PASSAGE SHOWN:
Taposhshik Imma (Basketry)

Like many facets of Choctaw life, basketry is steeped in Tribal culture. Part of Choctaw life for centuries, it is a practice that blends tradition with innovation. In years gone by, baskets were used in the field and in the home. Modern times see the baskets holding a place in treasured Choctaw collections.

Basketry is an art form that starts with the harvesting of the swamp cane – native to Mississippi creek banks. It has become increasingly difficult to find swamp cane in its original wild setting. However, Tribal programs have and continue to establish swamp cane fields for artisans. It is important to the Choctaw that swamp cane is readily available so the art of Choctaw basketry is preserved.

The method of cutting and preparing the cane is the same used by Choctaw for generations. Fall is the ideal time to gather the cane, although it is hardly an easy task, given that wet, swampy areas are its natural habitat. Length of the cane vary, although most basket makers like to work with cane that measures at least six feet long.

Once the cane is cut, the weaver uses a small, sharp knife to slice the thin top layer into strips. A skilled maker can get four to six strips from one piece of cane, but that is a matter of individual preference.

Dyeing the strips is the next step. For many years, basket makers used natural materials such as berries, flowers, roots or bark to color the cane. Modern times have seen the introduction of commercial dyes due to their durability and wide range of colors available. Basket makers create a variety of patterns by weaving together the colored and natural strips of cane. While traditional forms such as the egg basket and traditional patterns like the diamond design are common, many basket makers like to experiment with color, pattern and shape.

The Choctaw have kept with the times, but still hold strong to their traditions. The makers express themselves the same way other artists do – with technique, imagination, and aesthetics.

Ilífokka (Clothing)

The colorful Choctaw dresses worn by Tribal women are handmade and likely find their inspiration from a 19th century design. No pattern exists for the dresses, which include a bodice with a fitted waist and a long, full skirt trimmed with ruffles and hand-sewn appliqué. A white apron, trimmed in the color of the dress, completes the woman’s traditional outfit.

Shirts for men feature either a round neckline or an open collar and appliqué work on the front and sleeves.

Choctaw dresses usually are trimmed with one of three motifs: full diamond, half diamond, or series of circles and crosses. The last motif may represent stickball and stickball sticks, but it may also have origins in earlier designs. The diamond design, which is often seen on Choctaw baskets as well, is said to represent the eastern diamondback rattlesnake.

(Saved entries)
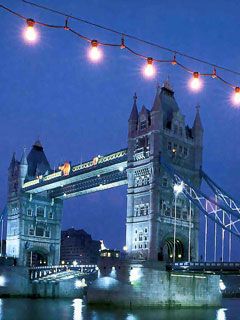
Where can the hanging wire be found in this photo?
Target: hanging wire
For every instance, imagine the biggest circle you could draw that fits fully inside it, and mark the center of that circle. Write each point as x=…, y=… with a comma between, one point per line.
x=122, y=44
x=130, y=36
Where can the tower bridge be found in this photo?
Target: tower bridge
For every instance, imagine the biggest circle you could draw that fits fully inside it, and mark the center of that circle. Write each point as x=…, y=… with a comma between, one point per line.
x=161, y=223
x=103, y=172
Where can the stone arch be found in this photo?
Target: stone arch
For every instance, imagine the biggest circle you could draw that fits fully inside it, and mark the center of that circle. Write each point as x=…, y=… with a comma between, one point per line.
x=167, y=248
x=37, y=256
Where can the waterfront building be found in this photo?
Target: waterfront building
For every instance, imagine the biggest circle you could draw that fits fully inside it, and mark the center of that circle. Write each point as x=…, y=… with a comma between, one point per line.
x=78, y=246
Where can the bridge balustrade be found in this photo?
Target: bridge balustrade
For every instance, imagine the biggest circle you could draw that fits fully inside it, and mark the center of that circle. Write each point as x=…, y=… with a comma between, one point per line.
x=43, y=271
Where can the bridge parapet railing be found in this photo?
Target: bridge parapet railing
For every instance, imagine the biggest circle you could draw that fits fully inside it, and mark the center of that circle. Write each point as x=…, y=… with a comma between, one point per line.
x=202, y=266
x=43, y=271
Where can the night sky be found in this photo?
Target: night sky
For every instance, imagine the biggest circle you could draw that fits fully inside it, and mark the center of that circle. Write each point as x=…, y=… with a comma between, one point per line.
x=78, y=110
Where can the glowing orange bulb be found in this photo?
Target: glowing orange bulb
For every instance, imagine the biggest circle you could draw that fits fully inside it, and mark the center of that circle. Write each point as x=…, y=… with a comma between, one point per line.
x=30, y=34
x=95, y=54
x=149, y=71
x=236, y=96
x=195, y=83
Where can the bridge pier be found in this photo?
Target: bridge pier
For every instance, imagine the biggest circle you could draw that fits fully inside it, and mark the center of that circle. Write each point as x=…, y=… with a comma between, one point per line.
x=147, y=284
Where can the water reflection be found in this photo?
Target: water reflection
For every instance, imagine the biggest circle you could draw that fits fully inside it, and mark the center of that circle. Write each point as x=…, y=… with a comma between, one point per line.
x=42, y=309
x=221, y=315
x=77, y=309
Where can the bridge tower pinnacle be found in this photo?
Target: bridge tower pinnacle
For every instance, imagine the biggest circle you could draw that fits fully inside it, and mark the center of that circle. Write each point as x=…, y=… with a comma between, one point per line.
x=153, y=134
x=33, y=226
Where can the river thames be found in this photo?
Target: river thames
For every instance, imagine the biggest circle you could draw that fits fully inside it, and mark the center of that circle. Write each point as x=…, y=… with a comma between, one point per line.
x=41, y=309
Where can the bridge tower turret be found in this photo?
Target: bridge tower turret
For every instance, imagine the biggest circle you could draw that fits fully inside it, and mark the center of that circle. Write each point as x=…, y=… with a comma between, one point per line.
x=33, y=226
x=153, y=134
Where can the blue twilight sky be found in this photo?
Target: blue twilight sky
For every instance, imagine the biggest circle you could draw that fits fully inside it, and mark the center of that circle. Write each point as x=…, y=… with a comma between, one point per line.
x=79, y=110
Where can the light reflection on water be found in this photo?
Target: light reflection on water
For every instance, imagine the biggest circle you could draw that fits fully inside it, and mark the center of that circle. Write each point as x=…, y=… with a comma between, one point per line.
x=47, y=309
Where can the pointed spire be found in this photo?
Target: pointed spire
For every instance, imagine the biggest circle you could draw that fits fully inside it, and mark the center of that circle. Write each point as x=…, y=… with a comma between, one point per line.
x=24, y=157
x=157, y=101
x=197, y=121
x=13, y=161
x=134, y=113
x=144, y=110
x=13, y=158
x=167, y=84
x=38, y=144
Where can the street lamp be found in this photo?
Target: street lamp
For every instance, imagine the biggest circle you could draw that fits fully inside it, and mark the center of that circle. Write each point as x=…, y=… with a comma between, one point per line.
x=177, y=188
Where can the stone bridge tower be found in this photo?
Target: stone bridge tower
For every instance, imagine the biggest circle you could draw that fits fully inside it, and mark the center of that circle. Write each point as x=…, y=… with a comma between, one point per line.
x=161, y=132
x=34, y=221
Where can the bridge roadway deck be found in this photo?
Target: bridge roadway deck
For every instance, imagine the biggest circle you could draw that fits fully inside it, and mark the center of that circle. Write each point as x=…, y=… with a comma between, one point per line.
x=210, y=267
x=103, y=172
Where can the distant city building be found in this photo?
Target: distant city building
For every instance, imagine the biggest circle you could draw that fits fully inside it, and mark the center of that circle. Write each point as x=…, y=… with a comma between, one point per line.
x=110, y=253
x=78, y=246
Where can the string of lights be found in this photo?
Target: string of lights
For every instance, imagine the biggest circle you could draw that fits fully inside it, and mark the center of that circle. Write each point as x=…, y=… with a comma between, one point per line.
x=95, y=53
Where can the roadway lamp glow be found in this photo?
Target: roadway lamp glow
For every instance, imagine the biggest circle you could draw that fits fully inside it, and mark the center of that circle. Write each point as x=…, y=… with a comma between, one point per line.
x=30, y=33
x=195, y=82
x=178, y=188
x=222, y=285
x=80, y=283
x=236, y=96
x=74, y=263
x=2, y=281
x=149, y=70
x=95, y=53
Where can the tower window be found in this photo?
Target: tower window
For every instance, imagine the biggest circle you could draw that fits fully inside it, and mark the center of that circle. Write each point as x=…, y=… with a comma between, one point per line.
x=40, y=212
x=39, y=232
x=47, y=233
x=164, y=182
x=31, y=232
x=143, y=125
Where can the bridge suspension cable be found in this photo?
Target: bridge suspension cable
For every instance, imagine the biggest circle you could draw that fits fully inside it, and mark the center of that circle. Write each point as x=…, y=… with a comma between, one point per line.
x=149, y=70
x=220, y=208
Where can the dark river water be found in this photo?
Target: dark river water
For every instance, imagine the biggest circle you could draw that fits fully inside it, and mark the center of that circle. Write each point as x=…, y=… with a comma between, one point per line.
x=42, y=309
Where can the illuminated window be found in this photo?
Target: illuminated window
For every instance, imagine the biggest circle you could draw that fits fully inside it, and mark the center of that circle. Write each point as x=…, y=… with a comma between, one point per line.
x=143, y=125
x=47, y=234
x=40, y=212
x=142, y=210
x=31, y=232
x=165, y=182
x=39, y=232
x=147, y=209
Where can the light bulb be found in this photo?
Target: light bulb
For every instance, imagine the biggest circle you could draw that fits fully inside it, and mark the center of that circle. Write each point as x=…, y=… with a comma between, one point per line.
x=149, y=70
x=195, y=83
x=236, y=96
x=95, y=53
x=30, y=33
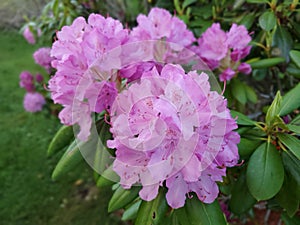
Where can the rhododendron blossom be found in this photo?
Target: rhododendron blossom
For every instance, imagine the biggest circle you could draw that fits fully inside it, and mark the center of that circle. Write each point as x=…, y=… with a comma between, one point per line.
x=224, y=50
x=33, y=102
x=169, y=127
x=75, y=52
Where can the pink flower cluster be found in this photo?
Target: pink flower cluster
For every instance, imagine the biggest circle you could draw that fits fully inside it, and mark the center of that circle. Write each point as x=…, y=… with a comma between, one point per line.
x=224, y=50
x=33, y=101
x=168, y=127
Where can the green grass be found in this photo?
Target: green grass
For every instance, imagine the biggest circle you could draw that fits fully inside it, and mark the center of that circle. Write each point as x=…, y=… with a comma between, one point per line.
x=27, y=193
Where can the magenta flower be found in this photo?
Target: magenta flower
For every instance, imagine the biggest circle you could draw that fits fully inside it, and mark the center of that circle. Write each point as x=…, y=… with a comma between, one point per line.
x=27, y=81
x=170, y=127
x=42, y=57
x=224, y=50
x=33, y=102
x=28, y=35
x=84, y=67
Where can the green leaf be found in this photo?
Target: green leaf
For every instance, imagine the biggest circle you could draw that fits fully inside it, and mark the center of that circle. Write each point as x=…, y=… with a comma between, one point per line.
x=153, y=212
x=257, y=1
x=295, y=56
x=266, y=63
x=108, y=177
x=290, y=101
x=265, y=172
x=250, y=93
x=196, y=212
x=292, y=165
x=242, y=119
x=238, y=91
x=187, y=3
x=70, y=159
x=267, y=21
x=288, y=196
x=240, y=192
x=131, y=212
x=246, y=147
x=283, y=40
x=274, y=109
x=291, y=142
x=122, y=197
x=290, y=221
x=62, y=139
x=73, y=156
x=296, y=121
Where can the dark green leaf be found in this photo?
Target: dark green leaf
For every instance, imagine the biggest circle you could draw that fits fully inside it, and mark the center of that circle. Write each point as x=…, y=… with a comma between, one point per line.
x=267, y=21
x=292, y=165
x=282, y=39
x=265, y=172
x=131, y=212
x=288, y=196
x=266, y=63
x=296, y=121
x=196, y=212
x=250, y=93
x=242, y=119
x=153, y=212
x=240, y=192
x=62, y=138
x=290, y=101
x=290, y=221
x=295, y=56
x=107, y=177
x=291, y=142
x=274, y=109
x=246, y=147
x=70, y=159
x=122, y=197
x=238, y=91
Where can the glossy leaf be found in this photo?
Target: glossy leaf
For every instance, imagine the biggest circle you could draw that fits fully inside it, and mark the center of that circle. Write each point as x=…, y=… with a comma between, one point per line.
x=292, y=165
x=62, y=139
x=153, y=212
x=131, y=212
x=267, y=21
x=274, y=109
x=70, y=159
x=108, y=177
x=265, y=172
x=246, y=147
x=196, y=212
x=266, y=63
x=250, y=93
x=291, y=142
x=282, y=39
x=241, y=200
x=242, y=119
x=295, y=56
x=122, y=197
x=288, y=196
x=296, y=121
x=290, y=101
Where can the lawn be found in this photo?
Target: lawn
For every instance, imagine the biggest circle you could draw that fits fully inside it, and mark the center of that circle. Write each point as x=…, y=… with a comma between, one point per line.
x=27, y=193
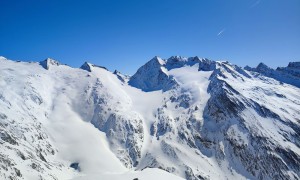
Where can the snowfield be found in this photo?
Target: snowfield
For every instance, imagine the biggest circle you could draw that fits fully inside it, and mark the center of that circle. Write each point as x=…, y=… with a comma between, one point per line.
x=179, y=118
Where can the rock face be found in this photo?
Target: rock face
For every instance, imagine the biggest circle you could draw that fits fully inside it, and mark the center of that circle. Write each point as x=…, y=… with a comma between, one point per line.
x=289, y=74
x=195, y=118
x=152, y=76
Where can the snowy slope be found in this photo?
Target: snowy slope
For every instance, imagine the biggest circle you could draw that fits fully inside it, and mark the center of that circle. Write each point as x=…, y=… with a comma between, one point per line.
x=192, y=117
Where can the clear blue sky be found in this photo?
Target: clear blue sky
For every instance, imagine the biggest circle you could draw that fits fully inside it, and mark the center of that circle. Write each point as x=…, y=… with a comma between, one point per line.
x=124, y=34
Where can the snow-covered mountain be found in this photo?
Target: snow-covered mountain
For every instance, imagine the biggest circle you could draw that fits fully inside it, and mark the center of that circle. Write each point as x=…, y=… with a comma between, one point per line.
x=188, y=118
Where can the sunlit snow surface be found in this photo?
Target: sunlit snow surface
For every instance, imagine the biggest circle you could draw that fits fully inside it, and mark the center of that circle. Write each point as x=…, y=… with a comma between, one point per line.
x=59, y=116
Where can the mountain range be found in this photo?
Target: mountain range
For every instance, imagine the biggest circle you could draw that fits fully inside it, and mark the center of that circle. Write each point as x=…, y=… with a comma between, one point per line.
x=176, y=118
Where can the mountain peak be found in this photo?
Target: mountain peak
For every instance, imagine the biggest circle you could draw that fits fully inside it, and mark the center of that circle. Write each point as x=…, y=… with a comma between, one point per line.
x=89, y=67
x=295, y=65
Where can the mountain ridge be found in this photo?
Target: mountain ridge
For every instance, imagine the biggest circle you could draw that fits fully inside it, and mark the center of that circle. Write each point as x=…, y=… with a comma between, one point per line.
x=196, y=118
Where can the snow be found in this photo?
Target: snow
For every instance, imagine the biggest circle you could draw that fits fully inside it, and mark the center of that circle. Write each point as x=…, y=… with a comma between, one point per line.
x=51, y=113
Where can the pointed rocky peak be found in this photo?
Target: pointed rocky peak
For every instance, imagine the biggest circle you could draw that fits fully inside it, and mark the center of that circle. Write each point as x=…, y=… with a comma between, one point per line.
x=121, y=76
x=86, y=66
x=248, y=68
x=152, y=76
x=156, y=62
x=89, y=67
x=207, y=65
x=47, y=63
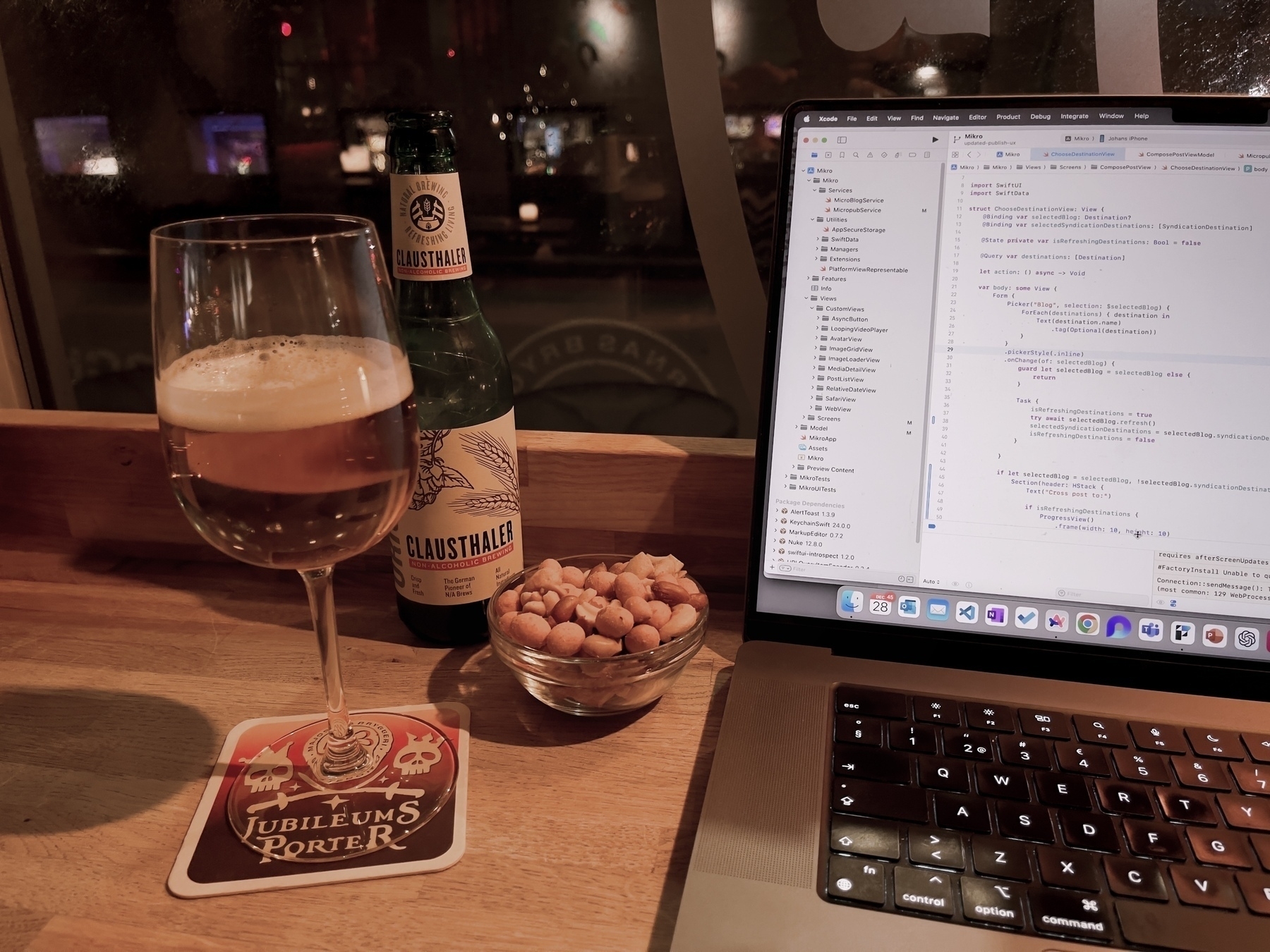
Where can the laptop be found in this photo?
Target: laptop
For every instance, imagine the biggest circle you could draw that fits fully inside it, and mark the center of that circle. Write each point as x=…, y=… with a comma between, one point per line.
x=1005, y=678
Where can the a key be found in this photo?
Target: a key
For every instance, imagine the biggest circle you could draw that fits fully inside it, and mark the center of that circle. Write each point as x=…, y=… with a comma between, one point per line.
x=1062, y=913
x=1141, y=766
x=1162, y=738
x=958, y=812
x=1044, y=724
x=996, y=781
x=1062, y=790
x=968, y=745
x=943, y=774
x=884, y=801
x=1200, y=774
x=1245, y=812
x=871, y=764
x=876, y=839
x=1062, y=867
x=914, y=738
x=1089, y=831
x=1101, y=730
x=859, y=880
x=1187, y=806
x=990, y=717
x=1204, y=888
x=997, y=903
x=857, y=730
x=1024, y=752
x=1212, y=743
x=1257, y=891
x=1259, y=747
x=1125, y=799
x=1082, y=758
x=1154, y=839
x=851, y=700
x=1139, y=879
x=1219, y=848
x=1252, y=779
x=924, y=890
x=936, y=710
x=935, y=848
x=1029, y=823
x=1001, y=858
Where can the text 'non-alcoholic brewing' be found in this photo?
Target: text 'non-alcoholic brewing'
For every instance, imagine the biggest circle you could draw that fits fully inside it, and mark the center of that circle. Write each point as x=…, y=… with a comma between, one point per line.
x=461, y=536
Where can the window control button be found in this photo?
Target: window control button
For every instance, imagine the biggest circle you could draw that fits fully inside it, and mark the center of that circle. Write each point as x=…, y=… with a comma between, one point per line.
x=936, y=848
x=1204, y=888
x=1163, y=738
x=859, y=880
x=1101, y=730
x=1139, y=879
x=1075, y=871
x=924, y=890
x=1125, y=799
x=1155, y=839
x=1082, y=758
x=1187, y=806
x=876, y=839
x=1044, y=724
x=1219, y=848
x=992, y=901
x=1001, y=858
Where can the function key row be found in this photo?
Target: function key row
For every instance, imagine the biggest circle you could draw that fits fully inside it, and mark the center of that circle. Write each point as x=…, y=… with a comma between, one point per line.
x=881, y=704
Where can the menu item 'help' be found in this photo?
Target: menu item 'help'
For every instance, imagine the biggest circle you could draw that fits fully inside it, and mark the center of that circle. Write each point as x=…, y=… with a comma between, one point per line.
x=611, y=609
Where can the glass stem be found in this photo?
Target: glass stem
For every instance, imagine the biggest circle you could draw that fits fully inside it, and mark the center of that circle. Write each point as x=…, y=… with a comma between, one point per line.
x=343, y=753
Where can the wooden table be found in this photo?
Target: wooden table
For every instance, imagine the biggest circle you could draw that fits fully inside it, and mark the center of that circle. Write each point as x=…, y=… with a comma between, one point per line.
x=127, y=650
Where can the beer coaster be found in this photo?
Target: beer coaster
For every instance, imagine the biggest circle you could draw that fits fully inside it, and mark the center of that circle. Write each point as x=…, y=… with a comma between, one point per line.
x=406, y=814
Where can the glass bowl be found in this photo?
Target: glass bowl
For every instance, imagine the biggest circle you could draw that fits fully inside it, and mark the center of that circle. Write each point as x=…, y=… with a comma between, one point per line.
x=595, y=687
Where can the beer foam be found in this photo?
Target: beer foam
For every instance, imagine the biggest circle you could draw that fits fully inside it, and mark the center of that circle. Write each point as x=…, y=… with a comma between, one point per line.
x=282, y=384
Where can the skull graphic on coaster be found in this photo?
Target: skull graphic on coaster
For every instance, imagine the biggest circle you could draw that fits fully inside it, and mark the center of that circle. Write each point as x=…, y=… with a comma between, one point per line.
x=284, y=806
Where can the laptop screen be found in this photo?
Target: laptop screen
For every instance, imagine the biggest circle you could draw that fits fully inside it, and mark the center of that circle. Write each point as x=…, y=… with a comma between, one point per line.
x=1022, y=374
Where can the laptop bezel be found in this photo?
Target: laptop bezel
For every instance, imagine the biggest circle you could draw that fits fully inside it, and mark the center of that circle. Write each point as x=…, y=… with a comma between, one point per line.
x=1096, y=664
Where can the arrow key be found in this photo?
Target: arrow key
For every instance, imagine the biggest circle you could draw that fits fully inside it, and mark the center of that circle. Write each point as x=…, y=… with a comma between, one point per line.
x=863, y=838
x=997, y=903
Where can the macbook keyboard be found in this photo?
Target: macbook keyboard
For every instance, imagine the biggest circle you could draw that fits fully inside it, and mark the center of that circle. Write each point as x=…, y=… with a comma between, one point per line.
x=1127, y=833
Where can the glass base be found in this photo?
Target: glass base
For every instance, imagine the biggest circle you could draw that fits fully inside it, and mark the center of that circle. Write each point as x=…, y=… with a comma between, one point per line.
x=285, y=807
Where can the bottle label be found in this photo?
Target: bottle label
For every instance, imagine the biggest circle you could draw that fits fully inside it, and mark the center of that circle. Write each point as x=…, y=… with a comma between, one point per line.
x=430, y=234
x=461, y=536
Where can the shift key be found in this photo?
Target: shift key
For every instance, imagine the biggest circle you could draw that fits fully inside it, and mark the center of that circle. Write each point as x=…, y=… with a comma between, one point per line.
x=882, y=800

TASK INSTRUCTIONS:
1. According to the Choctaw crafts passage, what is the diamond design said to represent?
2. Write the next part of the Choctaw crafts passage, starting after its final sentence.
These rows come from a separate source.

OUTPUTS FOR THE TASKS:
1. The eastern diamondback rattlesnake.

2.
Today, most Choctaw wear Choctaw dresses and shirts mainly for special occasions. They are made from cotton fabric and in solid colors with a contrasting trim. Occasionally, women choose silk or velvet fabric for traditional dresses – usually for events such as the Choctaw Indian Princess Pageant.

There are a few elders who still prefer to wear Choctaw dresses for their everyday clothing. Those are made from print fabric and are shorter than dresses worn for dancing. Instead of time-consuming hand appliqué, the traditional dresses are sometimes trimmed with commercial fabric. The apron may be worn with these dresses as well.

Shikalla Átoba (Beadwork)

Beadwork is a feature often worn with traditional Choctaw clothing for both men and women. A common set for women consists of a belt, medallion, collar necklaces, earrings, ribbon lapel pins and a handkerchief lapel pin. Designs and colors are the artist’s preference, and many women also wear round combs in their hair with their Choctaw dresses. Historical drawings and photographs suggest that originally these combs were made from silver or other metal.

Twentieth century photographs show Choctaw men wearing shirts and ties along with strings of multi-colored beads, but this style eventually gave way to the collar necklaces, hatbands and beaded belts worn by contemporary Choctaw men. Both men and women wear sashes, known as the most traditional accessory, featuring both beadwork and appliqué.

Hilha (Dancing)

In the Choctaw culture, the tradition of dancing has a deep-rooted meaning. Instead of grand performances, dancing is meant for participation. Traditional dance cultivates pride in a Choctaw’s heritage. Dance groups represent most of the Choctaw communities, with styles reflecting those communities.

At the annual Choctaw Indian Fair, held every year for four days in mid-July, on the Choctaw Reservation, visitors have excellent opportunities to compare these community variations as they watch the dancers. Sometimes, the difference may be in a dance step; in other times, the chant – and rarely is the actual Choctaw language heard. When it is, the rise and fall of a chanter’s voice leads the dancers, and syllables carry a melody. The chanter usually keeps time by striking together a pair of sticks, called striking sticks.

There are three kinds of dance: war, social and animal.

War dances were used by early Choctaw to prepare for battle. They are unique in that the women join the men in dancing. In most other tribes, only men take part in the war dance.

Social dances mark important aspects of life such as friendship, courtship and marriage. They include stealing partners, friendship dance and wedding dance, among others.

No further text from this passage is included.